How many lines in the records below contain the string "bicycle"? Case counts, so match capitals and lowercase exactly, and reply with the number only.

**Data records**.
============================================================
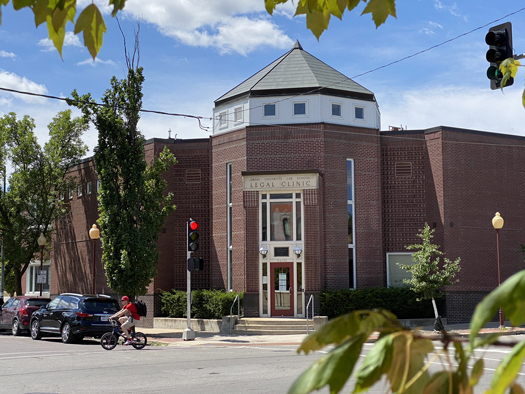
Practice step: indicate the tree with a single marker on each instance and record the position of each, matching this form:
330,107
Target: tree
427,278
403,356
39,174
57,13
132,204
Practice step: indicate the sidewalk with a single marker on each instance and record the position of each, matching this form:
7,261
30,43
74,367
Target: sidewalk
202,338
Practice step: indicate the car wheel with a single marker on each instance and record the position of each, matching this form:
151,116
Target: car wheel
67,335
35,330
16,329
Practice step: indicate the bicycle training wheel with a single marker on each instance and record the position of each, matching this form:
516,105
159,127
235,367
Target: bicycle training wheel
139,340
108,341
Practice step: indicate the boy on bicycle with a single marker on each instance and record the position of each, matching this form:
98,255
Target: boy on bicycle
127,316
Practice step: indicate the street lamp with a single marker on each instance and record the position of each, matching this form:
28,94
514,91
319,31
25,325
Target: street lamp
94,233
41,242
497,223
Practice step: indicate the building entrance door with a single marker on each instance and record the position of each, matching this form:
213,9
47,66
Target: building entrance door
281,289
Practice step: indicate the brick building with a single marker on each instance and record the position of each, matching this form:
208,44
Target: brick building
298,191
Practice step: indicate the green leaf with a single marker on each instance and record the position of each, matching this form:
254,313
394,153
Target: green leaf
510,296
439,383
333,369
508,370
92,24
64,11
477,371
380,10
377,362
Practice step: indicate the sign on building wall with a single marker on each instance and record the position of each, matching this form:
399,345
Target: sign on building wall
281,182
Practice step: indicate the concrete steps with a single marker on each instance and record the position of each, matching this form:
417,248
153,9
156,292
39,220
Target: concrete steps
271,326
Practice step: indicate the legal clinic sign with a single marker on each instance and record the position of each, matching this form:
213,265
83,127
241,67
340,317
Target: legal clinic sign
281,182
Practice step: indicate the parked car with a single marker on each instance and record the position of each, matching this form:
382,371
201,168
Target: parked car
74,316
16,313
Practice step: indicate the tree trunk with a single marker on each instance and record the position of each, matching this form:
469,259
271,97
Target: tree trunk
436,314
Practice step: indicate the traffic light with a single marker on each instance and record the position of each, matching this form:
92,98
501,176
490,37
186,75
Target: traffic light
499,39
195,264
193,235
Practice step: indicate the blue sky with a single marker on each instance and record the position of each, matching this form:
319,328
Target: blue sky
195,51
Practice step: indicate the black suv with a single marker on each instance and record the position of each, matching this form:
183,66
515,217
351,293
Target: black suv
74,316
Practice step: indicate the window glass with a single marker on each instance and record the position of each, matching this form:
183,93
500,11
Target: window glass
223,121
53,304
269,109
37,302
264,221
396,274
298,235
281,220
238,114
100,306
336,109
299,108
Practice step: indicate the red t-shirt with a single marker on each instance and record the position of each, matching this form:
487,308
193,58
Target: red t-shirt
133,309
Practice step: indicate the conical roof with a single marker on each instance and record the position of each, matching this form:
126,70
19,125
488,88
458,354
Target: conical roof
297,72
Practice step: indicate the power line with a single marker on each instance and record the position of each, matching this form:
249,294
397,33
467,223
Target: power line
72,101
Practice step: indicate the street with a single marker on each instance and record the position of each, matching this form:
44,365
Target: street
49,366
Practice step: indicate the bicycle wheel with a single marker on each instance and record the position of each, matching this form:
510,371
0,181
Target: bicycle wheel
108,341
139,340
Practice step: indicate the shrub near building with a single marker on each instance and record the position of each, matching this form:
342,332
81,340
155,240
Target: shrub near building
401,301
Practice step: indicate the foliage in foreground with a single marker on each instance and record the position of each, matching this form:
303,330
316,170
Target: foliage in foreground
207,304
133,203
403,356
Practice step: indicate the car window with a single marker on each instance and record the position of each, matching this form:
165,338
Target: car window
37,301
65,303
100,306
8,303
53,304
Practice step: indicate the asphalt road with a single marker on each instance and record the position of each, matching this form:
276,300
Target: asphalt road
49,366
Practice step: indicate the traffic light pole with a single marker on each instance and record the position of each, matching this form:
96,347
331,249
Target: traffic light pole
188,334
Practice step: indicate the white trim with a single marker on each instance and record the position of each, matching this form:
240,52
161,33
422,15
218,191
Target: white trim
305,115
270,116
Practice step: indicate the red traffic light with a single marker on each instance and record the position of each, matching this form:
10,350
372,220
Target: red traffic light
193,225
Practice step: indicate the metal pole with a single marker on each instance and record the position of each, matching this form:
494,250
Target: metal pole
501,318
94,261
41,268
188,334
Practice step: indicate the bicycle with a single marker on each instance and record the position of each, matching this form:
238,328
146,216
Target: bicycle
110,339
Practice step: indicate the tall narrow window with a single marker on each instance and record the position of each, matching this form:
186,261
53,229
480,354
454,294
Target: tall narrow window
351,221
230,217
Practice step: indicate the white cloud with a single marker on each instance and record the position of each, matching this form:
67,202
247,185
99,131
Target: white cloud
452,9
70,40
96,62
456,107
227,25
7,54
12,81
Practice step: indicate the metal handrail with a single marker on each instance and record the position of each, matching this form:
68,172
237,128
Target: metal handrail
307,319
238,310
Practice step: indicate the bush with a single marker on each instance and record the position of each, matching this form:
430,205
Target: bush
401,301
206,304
============================================================
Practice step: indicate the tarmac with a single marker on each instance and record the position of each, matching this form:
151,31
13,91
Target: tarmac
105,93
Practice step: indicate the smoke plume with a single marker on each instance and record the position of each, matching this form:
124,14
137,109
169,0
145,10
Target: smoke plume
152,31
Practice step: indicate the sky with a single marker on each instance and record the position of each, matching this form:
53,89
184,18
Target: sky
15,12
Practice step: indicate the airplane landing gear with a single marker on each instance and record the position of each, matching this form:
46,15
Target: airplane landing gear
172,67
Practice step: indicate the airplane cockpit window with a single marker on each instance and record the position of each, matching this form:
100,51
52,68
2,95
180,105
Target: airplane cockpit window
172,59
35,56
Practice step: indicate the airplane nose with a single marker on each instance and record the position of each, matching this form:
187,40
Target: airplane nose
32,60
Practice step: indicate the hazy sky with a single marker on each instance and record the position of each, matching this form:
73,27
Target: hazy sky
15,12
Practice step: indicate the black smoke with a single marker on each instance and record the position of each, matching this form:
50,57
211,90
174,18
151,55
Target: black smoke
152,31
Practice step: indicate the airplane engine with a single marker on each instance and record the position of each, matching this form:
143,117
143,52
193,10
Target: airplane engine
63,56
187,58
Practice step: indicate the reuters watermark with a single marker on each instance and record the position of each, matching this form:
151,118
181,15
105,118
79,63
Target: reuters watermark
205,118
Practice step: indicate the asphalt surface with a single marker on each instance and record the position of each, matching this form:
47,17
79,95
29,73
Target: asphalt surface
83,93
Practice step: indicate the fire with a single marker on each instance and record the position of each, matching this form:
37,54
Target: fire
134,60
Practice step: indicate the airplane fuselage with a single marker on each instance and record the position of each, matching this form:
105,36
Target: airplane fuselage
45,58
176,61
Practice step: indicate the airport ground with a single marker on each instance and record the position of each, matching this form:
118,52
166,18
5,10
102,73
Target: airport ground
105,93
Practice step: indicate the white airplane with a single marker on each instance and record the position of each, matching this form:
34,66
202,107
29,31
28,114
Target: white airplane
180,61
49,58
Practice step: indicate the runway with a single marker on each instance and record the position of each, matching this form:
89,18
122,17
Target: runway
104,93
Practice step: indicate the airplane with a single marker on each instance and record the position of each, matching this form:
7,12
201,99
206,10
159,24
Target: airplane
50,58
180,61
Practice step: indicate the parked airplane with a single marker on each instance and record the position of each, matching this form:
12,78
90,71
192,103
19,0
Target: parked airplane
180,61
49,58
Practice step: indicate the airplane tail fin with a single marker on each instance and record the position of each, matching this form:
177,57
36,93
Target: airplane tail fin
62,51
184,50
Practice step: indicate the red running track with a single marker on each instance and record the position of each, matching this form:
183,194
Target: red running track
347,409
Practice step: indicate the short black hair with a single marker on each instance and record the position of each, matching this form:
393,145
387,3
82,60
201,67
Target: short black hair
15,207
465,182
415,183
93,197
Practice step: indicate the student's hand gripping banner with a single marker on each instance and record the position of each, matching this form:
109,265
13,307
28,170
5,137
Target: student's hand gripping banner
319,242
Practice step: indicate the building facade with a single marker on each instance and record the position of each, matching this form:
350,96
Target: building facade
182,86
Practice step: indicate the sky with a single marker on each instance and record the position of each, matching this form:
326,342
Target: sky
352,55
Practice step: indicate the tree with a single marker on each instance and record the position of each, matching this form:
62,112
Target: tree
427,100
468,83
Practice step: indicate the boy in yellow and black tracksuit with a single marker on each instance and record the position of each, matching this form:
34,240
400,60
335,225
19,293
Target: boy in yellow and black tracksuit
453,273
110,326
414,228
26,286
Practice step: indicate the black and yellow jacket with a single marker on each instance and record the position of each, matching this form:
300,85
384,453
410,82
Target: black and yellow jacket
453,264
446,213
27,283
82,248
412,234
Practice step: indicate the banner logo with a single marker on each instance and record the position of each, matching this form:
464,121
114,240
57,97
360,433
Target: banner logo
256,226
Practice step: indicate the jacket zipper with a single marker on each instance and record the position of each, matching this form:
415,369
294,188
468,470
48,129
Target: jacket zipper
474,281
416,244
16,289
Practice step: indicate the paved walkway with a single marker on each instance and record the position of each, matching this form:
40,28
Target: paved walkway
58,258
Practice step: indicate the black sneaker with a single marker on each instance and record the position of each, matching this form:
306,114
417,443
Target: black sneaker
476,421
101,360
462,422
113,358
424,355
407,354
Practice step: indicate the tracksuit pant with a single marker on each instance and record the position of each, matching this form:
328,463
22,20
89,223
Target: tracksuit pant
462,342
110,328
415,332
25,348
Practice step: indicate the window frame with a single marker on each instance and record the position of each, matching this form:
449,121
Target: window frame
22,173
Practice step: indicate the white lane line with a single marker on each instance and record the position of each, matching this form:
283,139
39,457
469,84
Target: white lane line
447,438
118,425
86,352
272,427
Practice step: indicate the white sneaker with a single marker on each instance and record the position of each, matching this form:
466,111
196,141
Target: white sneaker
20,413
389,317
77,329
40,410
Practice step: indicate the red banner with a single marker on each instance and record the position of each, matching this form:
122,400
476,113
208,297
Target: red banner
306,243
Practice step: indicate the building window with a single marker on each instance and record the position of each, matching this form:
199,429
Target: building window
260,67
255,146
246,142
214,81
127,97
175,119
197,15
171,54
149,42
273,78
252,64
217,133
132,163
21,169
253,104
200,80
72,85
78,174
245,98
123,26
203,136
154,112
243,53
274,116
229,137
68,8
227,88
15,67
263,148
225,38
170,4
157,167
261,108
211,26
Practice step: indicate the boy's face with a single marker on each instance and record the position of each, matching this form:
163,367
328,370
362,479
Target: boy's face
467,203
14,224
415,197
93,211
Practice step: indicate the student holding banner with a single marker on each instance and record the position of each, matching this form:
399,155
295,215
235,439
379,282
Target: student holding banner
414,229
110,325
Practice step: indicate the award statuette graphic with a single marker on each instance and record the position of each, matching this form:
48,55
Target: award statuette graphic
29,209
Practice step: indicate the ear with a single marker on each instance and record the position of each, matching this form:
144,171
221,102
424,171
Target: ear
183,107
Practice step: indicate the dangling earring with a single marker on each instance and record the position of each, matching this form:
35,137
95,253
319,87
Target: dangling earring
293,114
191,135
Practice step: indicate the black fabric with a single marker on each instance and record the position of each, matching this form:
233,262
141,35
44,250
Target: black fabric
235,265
============================================================
**Result of this task**. 8